• _Task directions_
Repeat the material in full. Keep every line exactly as it is.

• _Task inputs_
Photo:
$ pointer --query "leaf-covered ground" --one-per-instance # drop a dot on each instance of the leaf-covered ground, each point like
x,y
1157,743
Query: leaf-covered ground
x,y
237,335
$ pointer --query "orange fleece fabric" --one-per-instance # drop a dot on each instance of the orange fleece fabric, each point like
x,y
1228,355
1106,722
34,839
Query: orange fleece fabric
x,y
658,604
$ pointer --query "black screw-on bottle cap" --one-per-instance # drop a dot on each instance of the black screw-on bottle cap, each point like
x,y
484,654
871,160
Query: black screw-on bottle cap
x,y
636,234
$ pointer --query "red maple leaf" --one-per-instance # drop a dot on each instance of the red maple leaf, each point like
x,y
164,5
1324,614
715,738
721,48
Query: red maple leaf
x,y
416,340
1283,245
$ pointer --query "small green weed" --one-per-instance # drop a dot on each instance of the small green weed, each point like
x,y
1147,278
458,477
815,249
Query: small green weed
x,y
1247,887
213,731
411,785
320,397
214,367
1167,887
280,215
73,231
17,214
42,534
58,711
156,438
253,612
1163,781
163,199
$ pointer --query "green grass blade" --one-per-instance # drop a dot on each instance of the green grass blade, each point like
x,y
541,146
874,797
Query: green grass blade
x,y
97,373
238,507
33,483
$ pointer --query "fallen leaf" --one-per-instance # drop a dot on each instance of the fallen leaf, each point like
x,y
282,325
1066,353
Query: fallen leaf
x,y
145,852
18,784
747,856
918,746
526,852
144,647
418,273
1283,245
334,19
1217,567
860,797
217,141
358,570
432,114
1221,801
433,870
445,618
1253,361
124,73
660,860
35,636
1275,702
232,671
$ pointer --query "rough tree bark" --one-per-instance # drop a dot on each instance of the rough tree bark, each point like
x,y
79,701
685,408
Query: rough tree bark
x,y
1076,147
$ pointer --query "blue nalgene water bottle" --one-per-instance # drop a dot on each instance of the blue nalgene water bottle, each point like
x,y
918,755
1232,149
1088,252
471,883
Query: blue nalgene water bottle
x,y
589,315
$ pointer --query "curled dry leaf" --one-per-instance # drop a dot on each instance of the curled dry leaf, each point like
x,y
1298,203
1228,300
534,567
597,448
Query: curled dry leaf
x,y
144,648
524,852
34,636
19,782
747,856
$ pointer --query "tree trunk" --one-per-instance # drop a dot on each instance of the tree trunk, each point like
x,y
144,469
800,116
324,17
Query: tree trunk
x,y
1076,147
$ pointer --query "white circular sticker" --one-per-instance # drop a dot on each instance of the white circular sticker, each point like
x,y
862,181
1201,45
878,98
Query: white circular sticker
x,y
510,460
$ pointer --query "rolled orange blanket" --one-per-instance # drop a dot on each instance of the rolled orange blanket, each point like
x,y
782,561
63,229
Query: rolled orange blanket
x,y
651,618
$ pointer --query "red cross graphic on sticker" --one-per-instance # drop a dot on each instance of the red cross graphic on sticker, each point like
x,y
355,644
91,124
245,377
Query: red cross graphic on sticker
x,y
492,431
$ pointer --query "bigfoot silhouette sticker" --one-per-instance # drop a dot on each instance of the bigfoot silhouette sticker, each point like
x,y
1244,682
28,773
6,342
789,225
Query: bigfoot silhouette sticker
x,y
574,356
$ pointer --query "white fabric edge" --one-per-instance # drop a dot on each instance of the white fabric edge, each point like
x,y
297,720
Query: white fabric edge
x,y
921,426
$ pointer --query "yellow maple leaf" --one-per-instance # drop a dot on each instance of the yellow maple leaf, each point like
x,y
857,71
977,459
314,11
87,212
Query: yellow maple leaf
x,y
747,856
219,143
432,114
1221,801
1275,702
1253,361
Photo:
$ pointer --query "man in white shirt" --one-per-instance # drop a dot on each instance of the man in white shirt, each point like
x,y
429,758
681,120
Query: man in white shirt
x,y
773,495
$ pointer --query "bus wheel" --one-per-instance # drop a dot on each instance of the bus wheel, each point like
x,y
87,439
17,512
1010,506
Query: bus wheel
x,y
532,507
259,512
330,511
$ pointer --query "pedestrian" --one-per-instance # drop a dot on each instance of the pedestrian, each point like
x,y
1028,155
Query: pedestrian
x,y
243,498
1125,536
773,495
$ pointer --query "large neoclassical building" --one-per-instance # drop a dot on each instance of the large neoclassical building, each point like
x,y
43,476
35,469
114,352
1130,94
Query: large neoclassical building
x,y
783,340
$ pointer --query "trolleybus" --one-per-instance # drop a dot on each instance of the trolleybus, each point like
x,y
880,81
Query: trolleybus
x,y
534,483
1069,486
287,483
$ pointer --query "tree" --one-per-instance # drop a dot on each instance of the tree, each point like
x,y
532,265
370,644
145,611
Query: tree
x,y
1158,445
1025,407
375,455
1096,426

• _Solution to this problem_
Photo:
$ pointer --query "leaf-covered ground" --one-per-instance # drop a dot on each instance of the leaf-covered ground, each point like
x,y
1157,743
Query: leaf-covered ground
x,y
237,335
$ pointer --query "orange fleece fabric" --one-per-instance # drop a dot on each instance of the orange fleece fabric, each point like
x,y
1228,355
1106,722
34,839
Query: orange fleece fabric
x,y
658,604
$ pointer --query "black screw-on bottle cap" --one-per-instance # drop a dot on each instance of the black screw-on bottle cap, each point like
x,y
484,654
871,160
Query: black screw-on bottle cap
x,y
636,234
$ pointer --query "red maple leaf" --one-per-instance # drop a dot on each instance of the red maple leaf, each point like
x,y
164,5
1324,614
715,738
721,48
Query: red maple leaf
x,y
416,340
1283,245
$ pointer --query "small green weed" --one-per-instance # drop a dot on each instance of the small green weed, each point like
x,y
1147,278
458,477
815,249
Query: small green weed
x,y
1247,887
213,731
411,785
320,397
214,367
1167,887
280,215
73,231
17,214
42,534
58,711
156,438
253,612
1163,781
163,199
$ pointer --query "green grass blade" --one-per-instance # drop a dot on each instance of the green grass blade, each point like
x,y
541,146
874,797
Query: green grass blade
x,y
97,373
238,507
33,483
$ pointer --query "fallen leaf" --one-per-instance # drop a dot on each instance of the fallen leaf, each point like
x,y
282,325
1066,353
Query: fallen leaf
x,y
145,852
18,784
747,856
918,746
526,852
144,647
418,273
1283,245
334,19
1217,567
860,797
217,141
358,570
432,114
1221,801
433,870
445,618
1253,361
124,73
660,860
35,636
1275,702
232,671
$ pointer --query "rough tree bark" --one-per-instance # drop a dot on each instance of the rough tree bark, each point like
x,y
79,701
685,408
Query: rough tree bark
x,y
1076,147
$ pointer --query "blue nalgene water bottle" --one-per-instance # drop a dot on each instance of the blue nalgene water bottle, each point like
x,y
918,755
1232,149
1088,252
471,883
Query: blue nalgene water bottle
x,y
589,315
$ pointer --query "curled dry leaf" --one-per-instance # drop a dot on each instance of the curled dry leaf, each point like
x,y
1298,203
1228,300
534,567
597,448
Query: curled dry leaf
x,y
144,648
524,852
34,636
19,782
747,856
$ pointer --query "tree trunk" --one-per-instance # drop a dot on each instance of the tree trunk, each point like
x,y
144,469
800,116
324,17
Query: tree trunk
x,y
1076,147
$ pointer --query "white circular sticker" --one-per-instance # drop a dot on each instance of the white circular sticker, each point like
x,y
862,181
1201,45
878,98
Query: white circular sticker
x,y
510,460
$ pointer --query "rolled orange blanket" --one-per-instance # drop a dot on each instance of the rolled orange blanket, each point like
x,y
782,561
63,229
Query: rolled orange blanket
x,y
651,618
$ pointer --query "red cross graphic on sticker" --one-per-instance # drop a dot on each instance of the red cross graphic on sticker, each point like
x,y
355,644
91,124
245,377
Query: red cross graphic on sticker
x,y
492,431
$ pointer --query "bigfoot silhouette sticker" --one-per-instance # drop a dot on each instance of the bigfoot silhouette sticker, each point like
x,y
1244,682
28,773
6,342
789,225
Query: bigfoot silhouette sticker
x,y
574,356
$ pointer --query "white fabric edge" --one-per-instance # drop a dot on each instance of the white fabric edge, each point like
x,y
297,720
Query: white fabric edge
x,y
921,426
$ pointer --query "yellow maple leaf" --one-per-instance # drop a dot on each instance of the yellow maple leaf, each point like
x,y
857,71
977,459
314,11
87,212
Query: yellow maple leaf
x,y
747,856
219,143
432,114
1221,801
1275,702
1253,361
Photo:
$ pointer --query "man in white shirt" --one-per-instance # drop a dot on each instance of the man in white shirt, each point like
x,y
429,758
681,120
Query: man in white shirt
x,y
773,495
$ pointer --query "bus wheel" --one-per-instance # drop a dot on each instance of the bus wheel, each point like
x,y
87,439
17,512
1010,506
Query: bus wheel
x,y
532,507
259,512
330,511
$ pointer --query "pedestrian" --one-per-instance # drop a dot on each instance of the pedestrian, each point like
x,y
1028,155
Query: pedestrian
x,y
243,498
1125,536
773,495
$ pointer --query "large neoclassical building" --one-per-instance # drop a dot on each instance of the large neoclassical building, each point like
x,y
43,476
35,469
114,352
1130,94
Query: large neoclassical building
x,y
783,340
$ pointer --query "trolleybus" --one-per-instance # drop a dot on each instance of the trolleybus, each point like
x,y
880,81
Query: trolleybus
x,y
534,483
1069,486
287,483
$ pointer --query "tree" --one-per-instance # drop a dot on each instance of the tree, each point like
x,y
532,265
370,644
145,611
Query: tree
x,y
1158,445
1025,407
375,455
1096,426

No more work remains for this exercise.